◆ AIM OF THE EXERCISE: Copy nothing but the text: repeat each entry exactly and drop the images.

(Part of a data file)
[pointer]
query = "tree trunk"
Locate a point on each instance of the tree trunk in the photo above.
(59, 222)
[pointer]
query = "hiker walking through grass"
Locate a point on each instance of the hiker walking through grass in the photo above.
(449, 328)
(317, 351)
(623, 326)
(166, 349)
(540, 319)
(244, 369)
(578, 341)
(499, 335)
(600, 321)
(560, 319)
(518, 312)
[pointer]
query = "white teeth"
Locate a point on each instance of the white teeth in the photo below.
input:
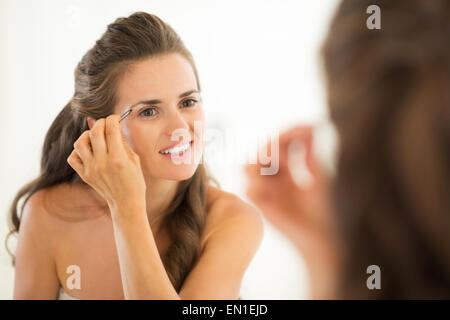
(177, 149)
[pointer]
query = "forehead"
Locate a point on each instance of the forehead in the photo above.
(161, 77)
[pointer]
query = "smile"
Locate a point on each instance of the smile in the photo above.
(177, 149)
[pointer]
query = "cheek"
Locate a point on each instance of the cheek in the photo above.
(141, 139)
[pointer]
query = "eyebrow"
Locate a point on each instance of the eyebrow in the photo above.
(156, 101)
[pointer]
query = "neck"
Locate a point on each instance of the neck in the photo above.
(159, 195)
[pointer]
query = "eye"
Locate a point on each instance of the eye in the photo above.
(149, 112)
(188, 103)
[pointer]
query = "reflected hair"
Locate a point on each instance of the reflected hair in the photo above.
(126, 40)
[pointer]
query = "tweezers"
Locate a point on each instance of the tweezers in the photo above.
(125, 114)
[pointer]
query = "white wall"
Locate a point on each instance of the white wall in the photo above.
(258, 67)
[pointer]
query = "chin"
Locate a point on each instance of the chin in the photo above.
(183, 172)
(175, 172)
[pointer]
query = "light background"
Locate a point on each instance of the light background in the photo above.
(259, 69)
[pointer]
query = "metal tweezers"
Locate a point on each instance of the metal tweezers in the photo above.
(125, 114)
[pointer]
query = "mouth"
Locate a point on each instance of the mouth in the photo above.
(178, 149)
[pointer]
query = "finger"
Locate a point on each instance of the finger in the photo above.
(83, 148)
(114, 140)
(97, 137)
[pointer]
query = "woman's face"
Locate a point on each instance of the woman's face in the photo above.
(167, 106)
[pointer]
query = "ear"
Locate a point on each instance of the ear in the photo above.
(91, 122)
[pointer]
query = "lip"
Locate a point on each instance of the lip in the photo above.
(175, 145)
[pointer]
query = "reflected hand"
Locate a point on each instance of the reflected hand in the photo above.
(105, 161)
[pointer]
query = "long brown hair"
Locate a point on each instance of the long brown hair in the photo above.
(125, 41)
(389, 97)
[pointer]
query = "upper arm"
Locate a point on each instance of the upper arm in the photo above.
(227, 253)
(35, 273)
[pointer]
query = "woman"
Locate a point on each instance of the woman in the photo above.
(118, 210)
(388, 205)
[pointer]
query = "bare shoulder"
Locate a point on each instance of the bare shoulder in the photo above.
(228, 213)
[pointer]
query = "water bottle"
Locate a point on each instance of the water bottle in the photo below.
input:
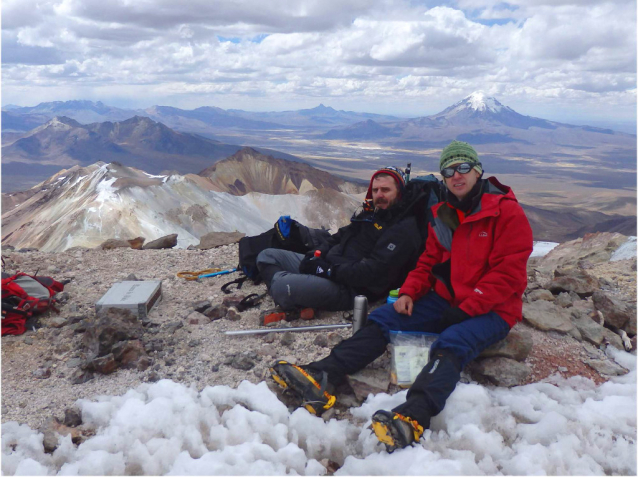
(360, 315)
(393, 296)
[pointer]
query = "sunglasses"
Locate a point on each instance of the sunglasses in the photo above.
(462, 168)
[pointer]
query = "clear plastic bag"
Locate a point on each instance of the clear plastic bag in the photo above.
(410, 354)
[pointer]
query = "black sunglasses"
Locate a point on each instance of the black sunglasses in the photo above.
(463, 168)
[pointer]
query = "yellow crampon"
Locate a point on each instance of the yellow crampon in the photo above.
(392, 434)
(324, 404)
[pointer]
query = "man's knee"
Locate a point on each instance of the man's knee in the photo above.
(281, 292)
(267, 257)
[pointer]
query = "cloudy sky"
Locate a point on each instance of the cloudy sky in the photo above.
(558, 59)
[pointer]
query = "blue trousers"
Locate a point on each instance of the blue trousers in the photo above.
(456, 346)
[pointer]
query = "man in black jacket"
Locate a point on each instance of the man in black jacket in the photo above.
(370, 256)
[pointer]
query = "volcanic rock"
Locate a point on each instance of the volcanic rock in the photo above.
(615, 312)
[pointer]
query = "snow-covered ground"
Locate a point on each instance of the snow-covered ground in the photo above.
(560, 427)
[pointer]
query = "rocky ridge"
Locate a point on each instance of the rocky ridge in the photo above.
(76, 354)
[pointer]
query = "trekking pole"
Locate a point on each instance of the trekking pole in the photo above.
(282, 330)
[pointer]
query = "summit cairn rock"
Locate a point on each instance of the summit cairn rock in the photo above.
(167, 241)
(217, 239)
(546, 317)
(114, 341)
(616, 312)
(136, 243)
(500, 371)
(574, 280)
(588, 328)
(516, 345)
(112, 326)
(111, 244)
(595, 248)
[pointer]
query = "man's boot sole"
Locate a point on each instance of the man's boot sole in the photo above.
(281, 381)
(387, 433)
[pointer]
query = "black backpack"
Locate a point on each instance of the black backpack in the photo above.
(420, 194)
(287, 234)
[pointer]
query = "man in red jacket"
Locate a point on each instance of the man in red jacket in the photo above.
(467, 287)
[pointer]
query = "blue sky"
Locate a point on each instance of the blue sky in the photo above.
(558, 59)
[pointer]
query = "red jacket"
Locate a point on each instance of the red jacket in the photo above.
(488, 252)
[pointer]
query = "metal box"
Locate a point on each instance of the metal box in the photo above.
(137, 296)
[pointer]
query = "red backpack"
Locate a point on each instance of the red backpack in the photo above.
(22, 296)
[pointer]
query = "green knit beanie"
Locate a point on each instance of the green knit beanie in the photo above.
(457, 152)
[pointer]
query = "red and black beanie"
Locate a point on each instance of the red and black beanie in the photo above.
(395, 173)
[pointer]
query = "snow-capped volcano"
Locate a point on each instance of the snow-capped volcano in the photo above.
(478, 109)
(478, 101)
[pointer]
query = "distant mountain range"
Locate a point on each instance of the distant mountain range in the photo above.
(19, 119)
(85, 205)
(342, 142)
(249, 171)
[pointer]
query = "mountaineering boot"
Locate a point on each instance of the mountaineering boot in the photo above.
(395, 430)
(310, 386)
(277, 314)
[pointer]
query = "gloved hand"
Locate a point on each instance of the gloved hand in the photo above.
(453, 316)
(315, 266)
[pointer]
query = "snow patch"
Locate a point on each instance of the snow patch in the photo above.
(543, 248)
(566, 427)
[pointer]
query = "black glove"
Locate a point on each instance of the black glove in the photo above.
(315, 266)
(453, 316)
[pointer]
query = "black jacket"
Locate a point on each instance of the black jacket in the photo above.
(374, 253)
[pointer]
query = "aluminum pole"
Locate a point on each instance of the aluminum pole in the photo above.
(283, 330)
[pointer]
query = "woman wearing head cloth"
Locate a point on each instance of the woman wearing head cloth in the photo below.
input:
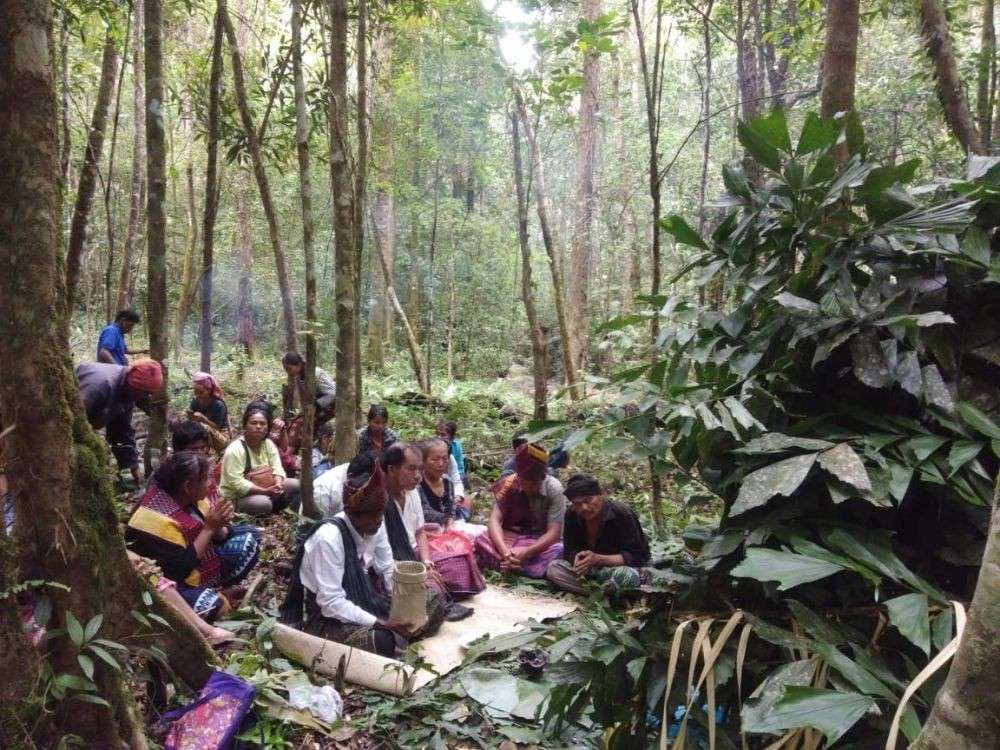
(208, 407)
(344, 569)
(525, 525)
(252, 475)
(603, 542)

◆ EXERCISE OUTPUT:
[pointer]
query = "tree trunk"
Locate a point on each instance of the tree trunk in the photo above.
(59, 222)
[pointer]
query = "hiker walking through grass"
Locate a point on each instance of the hiker walking through grass in the photo above.
(449, 328)
(317, 351)
(623, 326)
(166, 349)
(540, 319)
(244, 369)
(578, 341)
(499, 335)
(600, 321)
(560, 319)
(518, 312)
[pointer]
query = "white teeth"
Locate a point on each instance of the white teeth in the photo below.
input:
(177, 149)
[pointer]
query = "forehead"
Locate a point on each instance of the forehead in the photo above.
(161, 77)
[pointer]
query = "smile"
Locate a point on each instance of the smile in the photo above.
(177, 149)
[pointer]
query = "cheek"
Locate a point on each instance of the cheek in the photo above.
(141, 139)
[pointer]
query = "eyebrow"
Locate a point on each instance of the eyebrow in the photo above.
(156, 101)
[pointer]
query = "neck"
Locate a point on each instance of the neck in the photo above.
(159, 195)
[pointer]
query = "eye"
Locate a point on each instance of the eye in the photo above.
(149, 112)
(188, 103)
[pointer]
query = "reflected hair"
Locate a point on each instance of the reflected hair in the photo above.
(126, 40)
[pointer]
query = "tweezers"
Locate a point on each instance of the tweezers in the photo above.
(125, 114)
[pointer]
query = "white wall"
Locate a point on each instance of the white wall in the photo above.
(258, 67)
[pointer]
query = "chin"
Locate a point on each instance of the chin in the photo above.
(183, 172)
(175, 172)
[pointer]
query = "light background"
Locate a point on each instance of the light background in the photo above.
(259, 69)
[pointer]
query = "metal tweezers"
Locate a point on each instance of the metal tweezers in the photo above.
(125, 114)
[pointer]
query = "mouth"
Locate a point on each instance of the mouth in the photo above.
(178, 149)
[pointer]
query = "finger"
Locate a point on each instance of the finger in the photo above.
(83, 148)
(114, 140)
(97, 137)
[pointer]
query = "woman's face"
Locate a point on each instance of the woman's face in the photo above.
(167, 106)
[pointer]
query = "ear"
Locate a point on each instance of the ear in the photo above.
(91, 122)
[pointer]
query = "lip"
Locate a point on each instance of the lip in the photo above.
(175, 145)
[pointer]
query = "reflected hand"
Locate a point on each instance of the reflected hand in the photo above.
(105, 161)
[pointer]
query = "long brown hair"
Locate a point on each instance of the long brown hair in the photo above.
(125, 41)
(389, 97)
[pointer]
query = "upper arm"
Locate a point on each instance of the upper arm in the photo above.
(227, 253)
(35, 273)
[pointer]
query = "woman"
Locate a point on each instance of the woman in the photo above.
(118, 210)
(388, 205)
[pointer]
query = "bare shoulder"
Locate a point on each instance of the bare shoulder in the photo above.
(228, 213)
[pointer]
query = "water bottle"
Locate a point on each instance of the water bottle in the photo below.
input:
(360, 315)
(393, 296)
[pointer]
query = "sunglasses"
Locate a point on each instance of the sunglasses in the photo above.
(462, 168)
[pointer]
query = "clear plastic bag"
Locate a point on each instance of the clear plastic bag in the photo above.
(410, 354)
[pointer]
query = "black sunglasses"
Locate a point on each instance of the black sunglasses in the photo above.
(463, 168)
[pointer]
query = "yellow crampon"
Locate a point on each instance of the yellow crampon in the photo above.
(392, 434)
(324, 404)
[pointer]
query = "man's knee"
Locate a point on each instance of the man's knee in the photo above.
(281, 292)
(267, 257)
[pointer]
query = "cloudy sky"
Locate a point on each instance of the cloudy sky in the photo above.
(558, 59)
[pointer]
query = "blue trousers"
Locate a point on each instance of the blue trousers in the photo above.
(456, 346)
[pointer]
query = "man in black jacket"
Locate a point on each instance of the man in black jacket in the photo above.
(370, 256)
[pointer]
query = "volcanic rock"
Locate a point on each instance of the volcanic rock in the photo above.
(615, 312)
[pointer]
query = "snow-covered ground"
Locate a point on each instance of the snow-covered ground in the photo above.
(560, 427)
[pointer]
query = "rocky ridge"
Locate a point on each instance of the rocky ridge in the photo above.
(76, 354)
[pointer]
query = "trekking pole"
Locate a point on each instance of the trekking pole in the photo above.
(282, 330)
[pointer]
query = "summit cairn rock"
Locate a point on each instance of the summit cairn rock in the photo above.
(167, 241)
(217, 239)
(546, 317)
(114, 341)
(616, 312)
(136, 243)
(500, 371)
(574, 280)
(588, 328)
(516, 345)
(112, 326)
(111, 244)
(595, 248)
[pointer]
query = "man's boot sole"
Locate a point on each instance of the man's boot sole in the photo above.
(281, 381)
(387, 433)
[pointer]
query = "black backpack"
Locate a point on each instance of the black backpack in the photo above.
(420, 194)
(287, 234)
[pointer]
query = "man in red jacket"
Locate a point on each instance of the man in red jacket in the photo above.
(467, 287)
[pointer]
query = "blue sky"
Locate a point on each instance of the blue sky in the photo above.
(558, 59)
[pointer]
query = "red jacket"
Locate a point on each instance of the red jacket in the photo above.
(488, 252)
[pointer]
query = "metal box"
Locate a point on each instance of the metal box in the photo above.
(137, 296)
[pointer]
query = "red backpack"
Locate a point on each instance of the red backpack in the photo above.
(22, 296)
[pointer]
query = "green knit beanie"
Locate a point on each instance of the green knit beanie in the photo above.
(457, 152)
[pointer]
query = "red and black beanie"
Locate a point on each instance of the red and black beanie in the photo above.
(395, 173)
[pointer]
query = "snow-capped volcano"
Locate a point on each instance of the snow-capped volcano in the photo above.
(478, 109)
(478, 101)
[pointer]
query = "distant mountain range"
Locate a point on each instance of the distant mountain range in the photo above.
(19, 119)
(85, 205)
(342, 142)
(249, 171)
[pointer]
query = "mountaineering boot"
Locate a point on each instance of the mountaineering boot in the photo above.
(395, 430)
(310, 386)
(277, 314)
[pointer]
query = "gloved hand"
Locate a point on each instance of the gloved hand in the photo above.
(453, 316)
(315, 266)
[pointer]
query = "snow patch"
Locate a point on each instance of the snow patch in the photo above.
(543, 248)
(566, 427)
[pointer]
query = "black glove"
Locate a point on each instance of the black glove in the photo above.
(315, 266)
(453, 316)
[pointer]
query = "black jacket"
Locate a point on each instance of the black jacket in the photo above.
(374, 253)
[pointer]
query = "aluminum pole"
Locate a point on each instance of the aluminum pole in the photo above.
(283, 330)
[pointer]
query = "woman wearing head cloth"
Locate a point on each instance of the woman wearing head cloth in the photo below.
input:
(208, 407)
(344, 569)
(525, 525)
(252, 475)
(603, 542)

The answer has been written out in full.